## Artykuł
· · ·
Przedszkole, a tuż przy nim śmietniki. Kłopotliwe sąsiedztwo

2014-08-21 07:40:29(ost. akt: 2014-08-21 07:48:03)

Autor zdjęcia: Arkadiusz Kolpert

To na pewno nie jest dobre sąsiedztwo dla dzieci. W większości, mieszkańcy z okolic ulicy Brzechwy przyzwyczaili się już do wyrzucania swoich śmieci przy przedszkolnym płocie. Niektórzy jednak uważają, że pojemników w tym miejscu nie powinno być.
Sygnał od jednego z mieszkańców osiedla Nad Jarem brzmiał naprawdę niepokojąco.
— Czy pojemniki na odpady muszą stać przy przedszkolnym płocie? Kto to wymyślił? Przecież zaraz za ogrodzeniem bawią się dzieci. Pojemników jest chyba za mało, bo często są przepełnione, wtedy wokół walają się śmieci. Wydobywający się z nich zapach też do przyjemnych nie należy — alarmuje Czytelnik z ul. Brzechwy.
Czytelnikiem najbardziej jednak wstrząsnął widok szczurów przy śmietnikach. — W dzień nikt ich nie zobaczy. Ale rano, zaraz po szóstej - a wtedy najczęściej wychodzę do pracy - widziałem je na własne oczy nie raz i nie dwa — twierdzi mieszkaniec osiedla. — Takie sąsiedztwo może być przecież dla dzieci bardzo niebezpieczne.
· · ·
## Zadanie A
Zapisz dokładnie fragment artykułu o śmietnikach przy przedszkolu, zaczynając od słów „2014-08-21 07:40:29(ost. akt: 2014-08-21” i kończąc na słowach „brzmiał naprawdę niepokojąco.”.
Artykuł i wpisy to dwa odrębne materiały.

## Udostępnione materiały
· · ·
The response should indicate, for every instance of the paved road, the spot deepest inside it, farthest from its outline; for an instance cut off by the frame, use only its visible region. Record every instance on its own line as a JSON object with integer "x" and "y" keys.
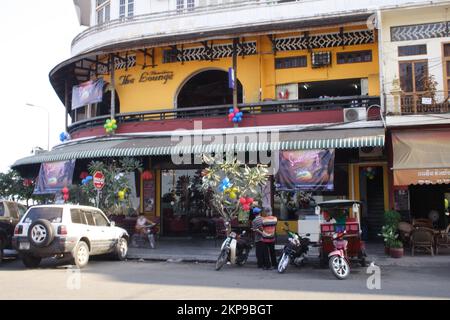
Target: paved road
{"x": 103, "y": 279}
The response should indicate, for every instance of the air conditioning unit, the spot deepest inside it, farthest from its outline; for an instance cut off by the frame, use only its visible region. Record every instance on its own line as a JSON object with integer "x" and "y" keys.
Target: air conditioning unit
{"x": 355, "y": 114}
{"x": 370, "y": 152}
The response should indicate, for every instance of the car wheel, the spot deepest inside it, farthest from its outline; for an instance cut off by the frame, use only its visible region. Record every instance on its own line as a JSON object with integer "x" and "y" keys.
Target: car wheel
{"x": 121, "y": 249}
{"x": 40, "y": 233}
{"x": 30, "y": 261}
{"x": 81, "y": 254}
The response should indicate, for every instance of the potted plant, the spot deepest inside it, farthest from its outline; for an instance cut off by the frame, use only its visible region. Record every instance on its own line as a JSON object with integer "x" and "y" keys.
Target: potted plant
{"x": 396, "y": 249}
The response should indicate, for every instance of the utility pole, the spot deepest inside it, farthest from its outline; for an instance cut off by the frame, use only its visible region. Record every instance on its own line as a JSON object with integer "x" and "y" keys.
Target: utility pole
{"x": 235, "y": 42}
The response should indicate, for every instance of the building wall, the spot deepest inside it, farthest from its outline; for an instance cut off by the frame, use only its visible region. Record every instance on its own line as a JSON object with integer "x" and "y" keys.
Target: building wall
{"x": 390, "y": 59}
{"x": 257, "y": 74}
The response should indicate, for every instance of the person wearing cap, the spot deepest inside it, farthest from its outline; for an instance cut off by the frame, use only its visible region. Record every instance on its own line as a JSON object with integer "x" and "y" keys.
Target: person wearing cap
{"x": 268, "y": 238}
{"x": 257, "y": 224}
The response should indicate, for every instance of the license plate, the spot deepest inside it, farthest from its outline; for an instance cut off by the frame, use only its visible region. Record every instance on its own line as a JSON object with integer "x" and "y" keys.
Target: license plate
{"x": 24, "y": 246}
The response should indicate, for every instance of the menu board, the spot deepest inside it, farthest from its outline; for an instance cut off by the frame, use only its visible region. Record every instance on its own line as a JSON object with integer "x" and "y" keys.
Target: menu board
{"x": 149, "y": 196}
{"x": 401, "y": 199}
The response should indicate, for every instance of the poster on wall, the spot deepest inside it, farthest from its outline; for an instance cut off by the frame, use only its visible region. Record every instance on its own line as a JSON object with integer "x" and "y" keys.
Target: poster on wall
{"x": 53, "y": 176}
{"x": 149, "y": 196}
{"x": 308, "y": 170}
{"x": 87, "y": 92}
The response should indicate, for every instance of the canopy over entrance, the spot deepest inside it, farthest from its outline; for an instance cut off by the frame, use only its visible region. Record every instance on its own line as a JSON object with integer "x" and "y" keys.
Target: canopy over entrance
{"x": 421, "y": 157}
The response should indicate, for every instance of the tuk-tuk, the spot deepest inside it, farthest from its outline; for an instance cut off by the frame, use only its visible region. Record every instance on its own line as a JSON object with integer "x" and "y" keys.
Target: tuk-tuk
{"x": 340, "y": 216}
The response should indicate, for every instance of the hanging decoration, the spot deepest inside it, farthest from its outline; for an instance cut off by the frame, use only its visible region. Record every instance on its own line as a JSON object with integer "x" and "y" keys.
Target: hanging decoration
{"x": 246, "y": 202}
{"x": 86, "y": 180}
{"x": 235, "y": 115}
{"x": 147, "y": 175}
{"x": 65, "y": 192}
{"x": 110, "y": 126}
{"x": 63, "y": 136}
{"x": 369, "y": 172}
{"x": 83, "y": 175}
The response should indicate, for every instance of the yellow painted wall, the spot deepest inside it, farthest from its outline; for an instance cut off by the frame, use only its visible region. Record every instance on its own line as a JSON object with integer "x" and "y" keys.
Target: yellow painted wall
{"x": 256, "y": 73}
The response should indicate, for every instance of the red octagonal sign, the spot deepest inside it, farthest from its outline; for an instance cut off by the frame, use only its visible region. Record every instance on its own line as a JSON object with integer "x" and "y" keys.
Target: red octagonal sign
{"x": 99, "y": 180}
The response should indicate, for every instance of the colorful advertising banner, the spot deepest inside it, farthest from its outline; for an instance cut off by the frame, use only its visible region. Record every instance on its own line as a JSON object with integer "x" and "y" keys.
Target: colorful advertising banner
{"x": 307, "y": 170}
{"x": 87, "y": 92}
{"x": 54, "y": 176}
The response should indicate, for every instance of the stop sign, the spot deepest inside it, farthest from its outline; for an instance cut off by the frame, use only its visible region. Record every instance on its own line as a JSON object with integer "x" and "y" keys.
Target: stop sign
{"x": 99, "y": 180}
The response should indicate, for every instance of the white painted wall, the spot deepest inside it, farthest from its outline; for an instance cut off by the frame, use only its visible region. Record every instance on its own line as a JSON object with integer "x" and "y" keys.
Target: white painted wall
{"x": 390, "y": 58}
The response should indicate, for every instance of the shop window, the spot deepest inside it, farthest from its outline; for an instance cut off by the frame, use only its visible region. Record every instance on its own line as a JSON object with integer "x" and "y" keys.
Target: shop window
{"x": 103, "y": 8}
{"x": 291, "y": 62}
{"x": 354, "y": 56}
{"x": 126, "y": 8}
{"x": 412, "y": 50}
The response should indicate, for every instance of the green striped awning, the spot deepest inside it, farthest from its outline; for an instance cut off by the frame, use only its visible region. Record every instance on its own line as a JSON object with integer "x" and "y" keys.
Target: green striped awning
· · ·
## Zadanie B
Proszę wydobyć z wpisów i powtórzyć bez zmian wiersze, zaczynając od wiersza zawierającego „The response should indicate, for every instance of the white” i kończąc na ostatnim wierszu wpisów, oba włącznie.

## Odpowiedź A
2014-08-21 07:40:29(ost. akt: 2014-08-21 07:48:03)

Autor zdjęcia: Arkadiusz Kolpert

To na pewno nie jest dobre sąsiedztwo dla dzieci. W większości, mieszkańcy z okolic ulicy Brzechwy przyzwyczaili się już do wyrzucania swoich śmieci przy przedszkolnym płocie. Niektórzy jednak uważają, że pojemników w tym miejscu nie powinno być.
Sygnał od jednego z mieszkańców osiedla Nad Jarem brzmiał naprawdę niepokojąco.

## Odpowiedź B
The response should indicate, for every instance of the white painted wall, the spot deepest inside it, farthest from its outline; for an instance cut off by the frame, use only its visible region. Record every instance on its own line as a JSON object with integer "x" and "y" keys.
Target: white painted wall
{"x": 390, "y": 58}
The response should indicate, for every instance of the shop window, the spot deepest inside it, farthest from its outline; for an instance cut off by the frame, use only its visible region. Record every instance on its own line as a JSON object with integer "x" and "y" keys.
Target: shop window
{"x": 103, "y": 8}
{"x": 291, "y": 62}
{"x": 354, "y": 56}
{"x": 126, "y": 8}
{"x": 412, "y": 50}
The response should indicate, for every instance of the green striped awning, the spot deepest inside it, farthest from its outline; for an instance cut off by the frame, use only its visible region. Record every instance on its own line as a JSON object with integer "x" and "y" keys.
Target: green striped awning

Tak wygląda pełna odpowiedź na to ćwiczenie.